Chef professor Scott Baechler had the honour of judging at the 2018 Young Chef Olympiad from January 28 to February 3 in India.

The Young Chef Olympiad is the world’s largest culinary Olympiad for student chefs, bringing more than 60 countries together to highlight skills and celebrate culinary education. Spanning one week across four cities (New Delhi, Bangalore, Pune and Kolkata), chefs are put to the test through various culinary challenges. Launched in 2015, the Olympiad is put on by the International Institute of Hotel Management (IIHM).

This wasn’t a flash in the pan situation for Baechler, as he and Niagara College have previously appeared at the international culinary competition and have tasted success, making the podium on consecutive occasions in both years NC entered. In 2016, Daniella Germond of St. Catharines – who, at the time, was a student Cook Apprentice student and a recent Culinary Management grad (2014), as well as a member of the CFWI’s Junior Culinary Team Canada (2013 to 2016) – won the competition and took home the coveted $10,000 prize. In 2017, Baechler accompanied Culinary Management student Selah Schmoll to India where she captured bronze.

Baechler was contacted by the head of the IIHM to be involved at the 2018 competition. As the College wasn’t intending to send students for the upcoming event, Baechler was glad to serve as a judge. While this wouldn’t be his first time judging, it was the first time he’s judged at a competition of this scale. Outside of culinary proficiency, Baechler and the rest of the judges looked for preparation and station management.

Baechler takes a selfie with fellow chef judge, Boris Leung.

§ Extracted data:

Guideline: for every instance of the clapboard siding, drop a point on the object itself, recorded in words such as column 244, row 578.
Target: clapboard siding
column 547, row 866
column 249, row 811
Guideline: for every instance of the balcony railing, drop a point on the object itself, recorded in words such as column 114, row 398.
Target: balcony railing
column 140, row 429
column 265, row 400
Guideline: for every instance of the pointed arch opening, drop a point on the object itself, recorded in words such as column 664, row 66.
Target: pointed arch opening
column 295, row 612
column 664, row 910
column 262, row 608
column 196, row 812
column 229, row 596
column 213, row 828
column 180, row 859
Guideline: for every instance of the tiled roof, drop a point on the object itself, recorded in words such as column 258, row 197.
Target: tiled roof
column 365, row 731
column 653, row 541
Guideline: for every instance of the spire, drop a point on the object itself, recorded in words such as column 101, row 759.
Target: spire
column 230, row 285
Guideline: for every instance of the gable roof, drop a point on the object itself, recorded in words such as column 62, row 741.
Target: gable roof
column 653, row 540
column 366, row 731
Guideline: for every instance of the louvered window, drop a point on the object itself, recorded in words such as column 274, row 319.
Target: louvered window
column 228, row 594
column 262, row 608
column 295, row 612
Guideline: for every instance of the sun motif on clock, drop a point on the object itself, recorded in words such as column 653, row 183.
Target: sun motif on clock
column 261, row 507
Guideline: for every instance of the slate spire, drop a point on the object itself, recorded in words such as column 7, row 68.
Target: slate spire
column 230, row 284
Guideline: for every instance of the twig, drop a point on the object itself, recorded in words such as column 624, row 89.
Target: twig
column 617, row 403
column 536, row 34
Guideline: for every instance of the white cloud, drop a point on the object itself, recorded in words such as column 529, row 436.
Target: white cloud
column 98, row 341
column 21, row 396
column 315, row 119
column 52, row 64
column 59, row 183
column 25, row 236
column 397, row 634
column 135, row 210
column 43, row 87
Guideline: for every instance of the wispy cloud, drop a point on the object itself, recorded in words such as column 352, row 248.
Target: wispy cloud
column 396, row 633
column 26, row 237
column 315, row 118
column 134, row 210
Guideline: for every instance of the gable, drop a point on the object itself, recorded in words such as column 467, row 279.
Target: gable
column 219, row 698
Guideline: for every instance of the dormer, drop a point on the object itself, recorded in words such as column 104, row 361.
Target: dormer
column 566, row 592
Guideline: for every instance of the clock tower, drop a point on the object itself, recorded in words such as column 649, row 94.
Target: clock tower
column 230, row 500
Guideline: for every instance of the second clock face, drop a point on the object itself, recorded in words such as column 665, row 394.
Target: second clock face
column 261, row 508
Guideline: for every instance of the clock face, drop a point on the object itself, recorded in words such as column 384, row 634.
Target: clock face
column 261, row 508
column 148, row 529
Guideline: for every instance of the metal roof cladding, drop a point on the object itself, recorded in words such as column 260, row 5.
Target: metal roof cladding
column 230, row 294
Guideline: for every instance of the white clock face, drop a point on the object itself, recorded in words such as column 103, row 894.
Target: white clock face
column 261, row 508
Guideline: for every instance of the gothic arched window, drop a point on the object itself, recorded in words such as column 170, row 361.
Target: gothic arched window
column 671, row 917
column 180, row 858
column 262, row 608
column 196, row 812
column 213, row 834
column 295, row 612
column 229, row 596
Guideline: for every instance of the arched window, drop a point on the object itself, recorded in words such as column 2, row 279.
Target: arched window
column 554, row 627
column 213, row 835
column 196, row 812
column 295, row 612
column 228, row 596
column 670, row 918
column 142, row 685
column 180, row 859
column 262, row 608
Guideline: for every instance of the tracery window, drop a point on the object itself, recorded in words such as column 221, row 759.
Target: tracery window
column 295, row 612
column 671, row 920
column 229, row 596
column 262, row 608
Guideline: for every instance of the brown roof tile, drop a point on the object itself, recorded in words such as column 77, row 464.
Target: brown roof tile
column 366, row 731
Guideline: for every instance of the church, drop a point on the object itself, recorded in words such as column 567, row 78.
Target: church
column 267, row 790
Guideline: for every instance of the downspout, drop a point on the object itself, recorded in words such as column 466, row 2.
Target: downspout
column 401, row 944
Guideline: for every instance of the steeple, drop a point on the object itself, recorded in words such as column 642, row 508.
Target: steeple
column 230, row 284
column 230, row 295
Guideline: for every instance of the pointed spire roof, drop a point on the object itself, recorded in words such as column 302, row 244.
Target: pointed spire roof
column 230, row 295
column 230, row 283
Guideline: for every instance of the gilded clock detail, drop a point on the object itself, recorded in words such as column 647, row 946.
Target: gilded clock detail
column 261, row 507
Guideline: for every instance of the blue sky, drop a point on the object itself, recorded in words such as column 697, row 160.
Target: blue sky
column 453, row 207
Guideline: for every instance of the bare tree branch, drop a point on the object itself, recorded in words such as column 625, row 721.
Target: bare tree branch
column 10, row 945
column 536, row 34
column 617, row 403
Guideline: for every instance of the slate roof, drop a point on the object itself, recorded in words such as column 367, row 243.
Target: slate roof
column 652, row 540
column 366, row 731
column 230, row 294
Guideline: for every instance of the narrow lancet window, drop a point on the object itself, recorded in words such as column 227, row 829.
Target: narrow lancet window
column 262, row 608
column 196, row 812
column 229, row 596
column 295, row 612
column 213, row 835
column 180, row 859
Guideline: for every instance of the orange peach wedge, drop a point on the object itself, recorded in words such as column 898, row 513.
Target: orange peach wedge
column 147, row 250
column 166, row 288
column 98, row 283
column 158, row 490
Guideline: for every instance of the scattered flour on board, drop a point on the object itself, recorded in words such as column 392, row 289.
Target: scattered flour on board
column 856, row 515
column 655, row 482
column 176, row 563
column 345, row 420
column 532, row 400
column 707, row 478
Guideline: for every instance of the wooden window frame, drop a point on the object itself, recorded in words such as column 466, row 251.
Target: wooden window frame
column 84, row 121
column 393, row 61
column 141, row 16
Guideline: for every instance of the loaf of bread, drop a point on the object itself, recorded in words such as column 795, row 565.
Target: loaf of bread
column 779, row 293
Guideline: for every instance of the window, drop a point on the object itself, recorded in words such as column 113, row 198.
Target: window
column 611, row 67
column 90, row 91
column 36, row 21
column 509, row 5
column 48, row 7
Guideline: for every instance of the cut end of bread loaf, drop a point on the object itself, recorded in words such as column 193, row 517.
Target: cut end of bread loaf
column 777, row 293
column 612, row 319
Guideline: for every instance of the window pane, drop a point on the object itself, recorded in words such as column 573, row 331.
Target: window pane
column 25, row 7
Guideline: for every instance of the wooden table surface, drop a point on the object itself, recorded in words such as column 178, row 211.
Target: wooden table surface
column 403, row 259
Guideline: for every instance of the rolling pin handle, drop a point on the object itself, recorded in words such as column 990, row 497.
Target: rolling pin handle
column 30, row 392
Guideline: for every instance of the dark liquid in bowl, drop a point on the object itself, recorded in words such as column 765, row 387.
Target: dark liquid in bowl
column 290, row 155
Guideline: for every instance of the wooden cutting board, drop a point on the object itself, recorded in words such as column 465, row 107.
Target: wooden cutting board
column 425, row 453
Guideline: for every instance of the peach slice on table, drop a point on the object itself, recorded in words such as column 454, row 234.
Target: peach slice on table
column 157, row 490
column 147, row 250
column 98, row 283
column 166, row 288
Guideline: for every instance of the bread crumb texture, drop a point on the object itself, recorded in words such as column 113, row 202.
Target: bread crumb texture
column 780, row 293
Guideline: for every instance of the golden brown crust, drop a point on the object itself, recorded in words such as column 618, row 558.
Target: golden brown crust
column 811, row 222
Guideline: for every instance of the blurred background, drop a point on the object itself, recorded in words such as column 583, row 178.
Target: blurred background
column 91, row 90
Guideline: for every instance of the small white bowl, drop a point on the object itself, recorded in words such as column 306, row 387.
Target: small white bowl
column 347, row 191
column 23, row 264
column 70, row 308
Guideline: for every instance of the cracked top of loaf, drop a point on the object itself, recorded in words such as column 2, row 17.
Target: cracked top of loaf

§ What the task requires: Carry on the article about Scott Baechler judging at the 2018 Young Chef Olympiad, picking up after its last line. The listing has nothing to do with what's asked here.

§ Expected answer:
“IIHM and YCO have made 2018 Chef Olympiad the best one yet and one to watch,” said Baechler. “In addition to being an event that brings the world’s culinary student competitors together, it has brought forward great discussions on global issues in the production of food, health and nutrition and industry trends.

“A special thanks goes out to Dr. Suborno Bose and his elite team that stretches across India and Thailand, to put such an event together is a massive undertaking of hidden hours and many hands at work,” he added.

Malaysia took the top marks on the podium this year, a country Baechler says is one to take notice of for their rising level of talent. He said he would recommend that his colleagues and students be involved in the event in the future, due to its magnitude and educational value, if given the opportunity.

In addition to being a chef professor at the College’s Canadian Food and Wine Institute, Baechler is a core member of Culinary Team Canada, a Certified Chef de Cuisine, and an international judge for the World Association of Chefs Societies.